**Given exercise**: Return each line of the items below that contains the word "hill", copying every such line in full and without alteration.

**Information shown**:
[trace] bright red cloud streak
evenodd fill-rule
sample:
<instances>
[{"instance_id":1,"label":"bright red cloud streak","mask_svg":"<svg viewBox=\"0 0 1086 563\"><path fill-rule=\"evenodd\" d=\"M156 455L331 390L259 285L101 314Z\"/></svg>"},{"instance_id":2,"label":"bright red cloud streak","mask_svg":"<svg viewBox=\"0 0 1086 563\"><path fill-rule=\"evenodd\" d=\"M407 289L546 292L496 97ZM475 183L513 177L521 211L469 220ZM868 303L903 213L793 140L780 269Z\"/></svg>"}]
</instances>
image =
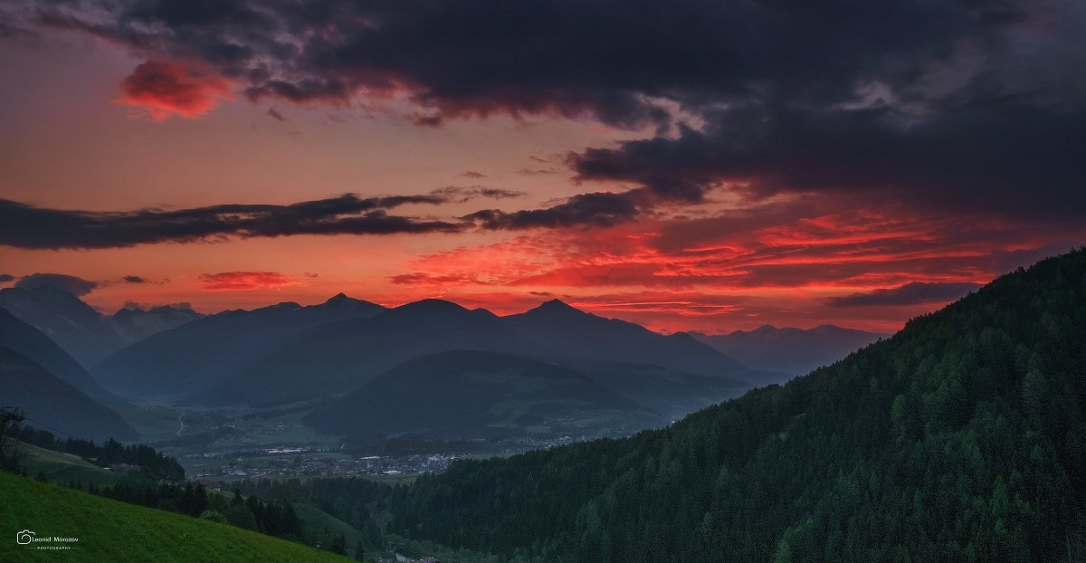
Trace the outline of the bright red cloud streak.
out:
<instances>
[{"instance_id":1,"label":"bright red cloud streak","mask_svg":"<svg viewBox=\"0 0 1086 563\"><path fill-rule=\"evenodd\" d=\"M200 274L200 288L204 291L252 291L254 289L281 289L301 286L302 283L278 272L222 272Z\"/></svg>"},{"instance_id":2,"label":"bright red cloud streak","mask_svg":"<svg viewBox=\"0 0 1086 563\"><path fill-rule=\"evenodd\" d=\"M232 100L230 83L184 63L148 61L121 82L117 103L134 105L162 122L173 115L194 120L210 112L219 100Z\"/></svg>"}]
</instances>

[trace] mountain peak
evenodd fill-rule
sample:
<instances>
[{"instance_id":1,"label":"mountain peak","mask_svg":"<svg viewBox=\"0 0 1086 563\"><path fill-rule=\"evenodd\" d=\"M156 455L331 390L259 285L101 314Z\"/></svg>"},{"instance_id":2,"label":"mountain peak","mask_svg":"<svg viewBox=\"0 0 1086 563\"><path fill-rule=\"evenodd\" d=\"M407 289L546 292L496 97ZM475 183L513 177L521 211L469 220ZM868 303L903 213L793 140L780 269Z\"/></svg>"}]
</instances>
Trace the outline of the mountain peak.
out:
<instances>
[{"instance_id":1,"label":"mountain peak","mask_svg":"<svg viewBox=\"0 0 1086 563\"><path fill-rule=\"evenodd\" d=\"M443 312L443 311L467 311L463 306L452 302L445 301L444 299L421 299L419 301L413 301L411 303L402 304L400 306L391 309L391 311L403 312Z\"/></svg>"},{"instance_id":2,"label":"mountain peak","mask_svg":"<svg viewBox=\"0 0 1086 563\"><path fill-rule=\"evenodd\" d=\"M581 313L581 314L584 314L584 311L581 311L580 309L577 309L576 306L572 306L569 303L566 303L565 301L563 301L560 299L552 299L550 301L544 301L544 302L540 303L540 305L536 306L535 309L532 309L532 311L552 312L552 313L559 313L560 312L560 313ZM532 311L529 311L529 312L532 312Z\"/></svg>"}]
</instances>

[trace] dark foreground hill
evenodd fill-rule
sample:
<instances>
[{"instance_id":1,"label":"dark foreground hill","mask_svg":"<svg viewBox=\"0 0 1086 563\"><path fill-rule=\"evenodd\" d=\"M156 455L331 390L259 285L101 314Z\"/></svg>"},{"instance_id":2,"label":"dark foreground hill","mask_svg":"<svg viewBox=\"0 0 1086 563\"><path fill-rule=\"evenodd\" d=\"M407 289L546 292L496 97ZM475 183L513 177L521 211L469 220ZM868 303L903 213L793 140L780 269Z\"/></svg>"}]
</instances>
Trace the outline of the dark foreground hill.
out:
<instances>
[{"instance_id":1,"label":"dark foreground hill","mask_svg":"<svg viewBox=\"0 0 1086 563\"><path fill-rule=\"evenodd\" d=\"M391 527L533 561L1082 561L1084 342L1077 251L666 430L455 463Z\"/></svg>"},{"instance_id":2,"label":"dark foreground hill","mask_svg":"<svg viewBox=\"0 0 1086 563\"><path fill-rule=\"evenodd\" d=\"M0 525L35 537L76 538L37 542L71 550L37 550L0 541L0 561L111 562L336 562L346 559L227 524L147 509L0 472ZM11 533L10 533L11 535Z\"/></svg>"},{"instance_id":3,"label":"dark foreground hill","mask_svg":"<svg viewBox=\"0 0 1086 563\"><path fill-rule=\"evenodd\" d=\"M425 355L378 376L306 422L349 442L628 435L665 421L568 367L480 351Z\"/></svg>"},{"instance_id":4,"label":"dark foreground hill","mask_svg":"<svg viewBox=\"0 0 1086 563\"><path fill-rule=\"evenodd\" d=\"M139 434L116 411L96 402L25 355L0 346L0 404L18 406L30 424L96 441L135 440Z\"/></svg>"}]
</instances>

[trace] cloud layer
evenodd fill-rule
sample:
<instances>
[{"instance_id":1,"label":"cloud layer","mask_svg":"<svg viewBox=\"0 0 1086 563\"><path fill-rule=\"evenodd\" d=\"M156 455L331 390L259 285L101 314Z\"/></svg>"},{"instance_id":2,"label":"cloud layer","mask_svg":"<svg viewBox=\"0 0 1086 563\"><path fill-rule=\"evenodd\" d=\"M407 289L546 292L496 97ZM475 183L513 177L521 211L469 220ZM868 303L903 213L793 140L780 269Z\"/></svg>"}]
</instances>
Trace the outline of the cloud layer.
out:
<instances>
[{"instance_id":1,"label":"cloud layer","mask_svg":"<svg viewBox=\"0 0 1086 563\"><path fill-rule=\"evenodd\" d=\"M15 287L24 289L35 289L46 285L63 289L73 296L81 297L93 291L99 284L98 282L66 274L30 274L15 282Z\"/></svg>"}]
</instances>

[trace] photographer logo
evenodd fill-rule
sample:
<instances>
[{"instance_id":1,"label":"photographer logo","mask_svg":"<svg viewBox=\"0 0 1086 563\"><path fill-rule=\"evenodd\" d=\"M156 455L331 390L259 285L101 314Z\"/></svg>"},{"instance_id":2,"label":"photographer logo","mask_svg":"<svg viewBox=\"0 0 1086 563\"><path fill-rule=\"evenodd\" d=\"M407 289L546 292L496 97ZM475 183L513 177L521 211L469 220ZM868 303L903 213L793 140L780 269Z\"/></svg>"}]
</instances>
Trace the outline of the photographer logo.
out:
<instances>
[{"instance_id":1,"label":"photographer logo","mask_svg":"<svg viewBox=\"0 0 1086 563\"><path fill-rule=\"evenodd\" d=\"M67 551L78 549L75 545L79 538L67 536L38 536L37 533L24 529L15 533L15 543L26 546L26 549L37 549L43 551Z\"/></svg>"}]
</instances>

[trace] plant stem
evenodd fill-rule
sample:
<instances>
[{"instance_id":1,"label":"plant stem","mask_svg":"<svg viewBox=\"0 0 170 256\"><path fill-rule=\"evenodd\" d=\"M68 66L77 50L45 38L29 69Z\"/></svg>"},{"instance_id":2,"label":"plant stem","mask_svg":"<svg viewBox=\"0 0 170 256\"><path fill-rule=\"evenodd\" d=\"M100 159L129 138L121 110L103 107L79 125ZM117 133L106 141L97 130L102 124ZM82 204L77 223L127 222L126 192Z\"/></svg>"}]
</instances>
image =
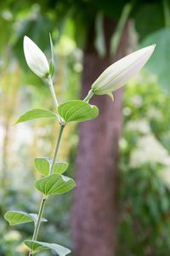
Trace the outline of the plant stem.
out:
<instances>
[{"instance_id":1,"label":"plant stem","mask_svg":"<svg viewBox=\"0 0 170 256\"><path fill-rule=\"evenodd\" d=\"M54 84L53 84L53 80L52 80L52 78L51 78L50 75L48 78L48 82L49 89L50 89L50 91L51 91L51 96L52 96L54 106L55 106L55 108L57 110L57 117L58 117L60 124L62 125L64 125L65 122L63 121L62 118L58 114L59 103L58 103L58 101L57 101L57 97L55 96Z\"/></svg>"},{"instance_id":2,"label":"plant stem","mask_svg":"<svg viewBox=\"0 0 170 256\"><path fill-rule=\"evenodd\" d=\"M60 144L61 137L62 137L62 134L63 134L64 128L65 128L64 125L60 126L59 136L58 136L58 138L57 138L57 143L56 143L56 146L55 146L55 149L54 149L54 158L53 158L53 161L52 161L52 164L51 164L51 166L50 166L48 175L51 175L54 172L55 160L56 160L57 154L58 154L58 152L59 152L59 148L60 148ZM38 236L38 232L39 232L39 229L40 229L40 225L41 225L41 220L42 220L42 215L43 215L43 212L44 212L44 209L45 209L45 204L46 204L47 200L48 200L48 197L46 197L43 195L43 196L42 198L40 208L39 208L37 221L35 224L32 241L37 241L37 236ZM32 255L32 253L31 253L31 250L30 250L29 256L31 256L31 255Z\"/></svg>"},{"instance_id":3,"label":"plant stem","mask_svg":"<svg viewBox=\"0 0 170 256\"><path fill-rule=\"evenodd\" d=\"M170 10L169 10L169 3L167 0L163 0L163 12L164 12L165 26L170 27Z\"/></svg>"},{"instance_id":4,"label":"plant stem","mask_svg":"<svg viewBox=\"0 0 170 256\"><path fill-rule=\"evenodd\" d=\"M37 235L38 235L39 229L40 229L42 217L42 214L43 214L43 212L44 212L44 208L45 208L46 201L47 201L47 198L43 195L42 198L41 205L40 205L40 209L39 209L37 222L36 224L35 230L34 230L34 234L33 234L33 236L32 236L32 240L33 241L36 241L37 238Z\"/></svg>"},{"instance_id":5,"label":"plant stem","mask_svg":"<svg viewBox=\"0 0 170 256\"><path fill-rule=\"evenodd\" d=\"M85 99L84 99L83 101L86 102L88 102L89 100L93 97L93 96L94 96L94 91L93 91L93 90L91 89L91 90L88 91L87 96L85 97Z\"/></svg>"},{"instance_id":6,"label":"plant stem","mask_svg":"<svg viewBox=\"0 0 170 256\"><path fill-rule=\"evenodd\" d=\"M48 76L48 84L49 84L49 89L50 89L51 95L52 95L52 97L53 97L53 100L54 100L54 103L55 108L57 109L58 106L59 106L59 103L58 103L58 101L57 101L57 97L55 96L55 91L54 91L54 84L53 84L51 76Z\"/></svg>"}]
</instances>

**Answer to the problem**:
[trace] dark foreground hill
[{"instance_id":1,"label":"dark foreground hill","mask_svg":"<svg viewBox=\"0 0 1086 563\"><path fill-rule=\"evenodd\" d=\"M156 455L331 390L259 285L101 314Z\"/></svg>"},{"instance_id":2,"label":"dark foreground hill","mask_svg":"<svg viewBox=\"0 0 1086 563\"><path fill-rule=\"evenodd\" d=\"M407 289L546 292L496 97ZM475 183L513 177L521 211L469 220ZM868 303L903 213L793 140L780 269Z\"/></svg>"}]
Trace the outline of the dark foreground hill.
[{"instance_id":1,"label":"dark foreground hill","mask_svg":"<svg viewBox=\"0 0 1086 563\"><path fill-rule=\"evenodd\" d=\"M391 527L533 561L1082 561L1084 342L1077 251L666 430L455 463Z\"/></svg>"},{"instance_id":2,"label":"dark foreground hill","mask_svg":"<svg viewBox=\"0 0 1086 563\"><path fill-rule=\"evenodd\" d=\"M0 525L35 537L76 538L37 542L71 550L37 550L0 541L0 561L111 562L336 562L346 559L227 524L147 509L0 472ZM11 533L10 533L11 535Z\"/></svg>"},{"instance_id":3,"label":"dark foreground hill","mask_svg":"<svg viewBox=\"0 0 1086 563\"><path fill-rule=\"evenodd\" d=\"M425 355L378 376L306 422L349 442L628 435L665 421L568 367L480 351Z\"/></svg>"},{"instance_id":4,"label":"dark foreground hill","mask_svg":"<svg viewBox=\"0 0 1086 563\"><path fill-rule=\"evenodd\" d=\"M139 434L116 411L96 402L25 355L0 346L0 404L18 406L30 424L96 441L135 440Z\"/></svg>"}]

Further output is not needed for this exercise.